• Stated task: Can you reproduce the entire listing below, line for line, without changing a single character?
* Begin Data rows *
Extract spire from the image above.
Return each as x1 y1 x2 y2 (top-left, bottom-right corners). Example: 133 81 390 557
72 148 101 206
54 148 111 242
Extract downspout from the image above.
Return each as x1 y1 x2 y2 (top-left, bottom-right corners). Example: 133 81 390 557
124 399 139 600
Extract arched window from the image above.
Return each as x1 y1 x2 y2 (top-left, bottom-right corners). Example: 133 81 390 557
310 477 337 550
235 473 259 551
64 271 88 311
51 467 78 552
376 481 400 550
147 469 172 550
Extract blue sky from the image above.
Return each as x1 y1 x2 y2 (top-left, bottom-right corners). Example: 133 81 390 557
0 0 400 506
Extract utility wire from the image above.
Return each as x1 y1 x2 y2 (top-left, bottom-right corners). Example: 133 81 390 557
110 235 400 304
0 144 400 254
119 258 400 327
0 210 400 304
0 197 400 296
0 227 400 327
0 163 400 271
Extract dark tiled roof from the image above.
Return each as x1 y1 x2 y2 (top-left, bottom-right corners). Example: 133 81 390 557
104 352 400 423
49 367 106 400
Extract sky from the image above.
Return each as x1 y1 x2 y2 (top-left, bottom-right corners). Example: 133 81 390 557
* End Data rows *
• Exercise solution:
Extract spire from the image above.
Return each as x1 y1 x2 y2 (top-left, bottom-right corners). Example: 133 81 390 557
72 148 101 206
54 148 111 242
Extract downspout from the image above.
Return each as x1 y1 x2 y2 (top-left, bottom-right corners). Example: 133 81 390 557
124 399 139 600
Extract arched window from the image above.
Return each as x1 y1 x2 y2 (top-left, bottom-right corners). Example: 133 81 390 557
310 477 337 550
235 473 259 551
64 271 88 311
51 467 78 552
376 481 400 550
147 469 172 550
Extract blue sky from the image above.
Return each as x1 y1 x2 y2 (top-left, bottom-right corners). Example: 133 81 390 557
0 0 400 506
Extract utility wire from the image above.
Return each as x1 y1 x2 y2 (top-left, bottom-right corners). Example: 133 81 390 557
110 235 400 304
0 144 400 254
119 258 400 327
0 210 400 304
0 197 400 296
0 227 400 327
0 163 400 271
Extract dark tiled roof from the image above.
Return each as x1 y1 x2 y2 (top-left, bottom-right corners). Example: 133 81 390 557
104 352 400 423
49 367 106 400
Extract sky from the image above.
Return each as x1 y1 x2 y2 (top-left, bottom-right corners). Example: 133 81 390 557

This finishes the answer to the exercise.